▶ [Task instructions]:
A: Answer from the commentary on eurozone data and ECB policy, one line each:
(i) What composite flash PMI reading is expected for February?
(ii) At what level did the ECB leave the deposit rate in January?
(iii) What is the pace of the asset purchase program?
B: From the commentary on eurozone data and ECB policy, list every ECB interest rate named, each with the level it is given.
C: Write the next part of the commentary on eurozone data and ECB policy, starting after its last sentence.

▶ [Excerpt provided]:
┌──
The market now turns the focus to flash PMI and inflation report due later this week. For the former, the composite reading is expected to have eased -0.3 point to 51 in February. Inflation should have remained subdued. Headline and core readings probably steadied at +1.4% y/y and +1.3% y/y, respectively, in January. From a month, both reading probably have shown contraction.

ECB monetary policy: In January, ECB left the deposit rate unchanged at -0.5%. Meanwhile, the main refi rate and marginal lending rate also stay unchanged at 0% and 0.25%, respectively. The pace of the asset purchase program, effective on November 1, also stays at 20B euro per month. Disappointing dataflow over the past weeks and abrupt increase global economic uncertainty emanated from the coronavirus outbreak have raised speculations that ECB could cut the deposit rate further into the negative territory later this year.
└──
(Image point grounding data)
┌──
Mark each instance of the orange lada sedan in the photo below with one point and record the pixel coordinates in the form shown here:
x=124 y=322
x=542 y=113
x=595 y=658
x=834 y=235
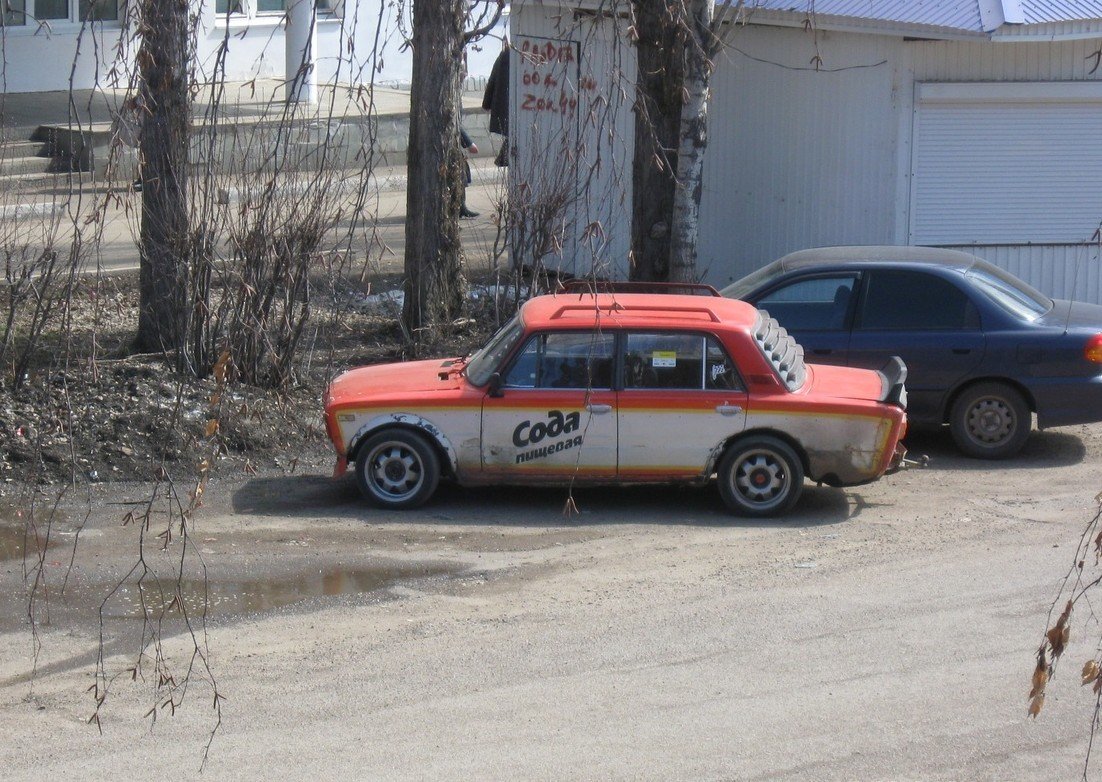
└──
▶ [Your written answers]:
A:
(i) 51
(ii) -0.5%
(iii) 20B euro per month

B:
Deposit rate: -0.5%
Main refi rate: 0%
Marginal lending rate: 0.25%

C:
Speaking in the European Parliament’s plenary session on February 11, President Lagarde indicated that the region’s “growth momentum has been slowing down since the start of 2018”. She refrained from using the description “signs of stabilisation” as she did at her European Parliament hearing in the prior week. Board member Philip Lane suggested that the ECB is not near the lower bound on rates as its easing measures continue to be passed through to lower lending rates and continued credit growth. ECB’s meeting minutes, due Thursday is expected to reveal more about the members’ stance on further easing. Meanwhile, declining yield differential between USD and EUR is also facilitating euro’s weakness.

Funding currency: Euro has been a popular funding currency in recent years due to low yield. Besides, it has offered the lowest volatility among other funding currencies. This has made the single currency even more attractive than Japanese yen and Swiss franc as funding currency for carry trade.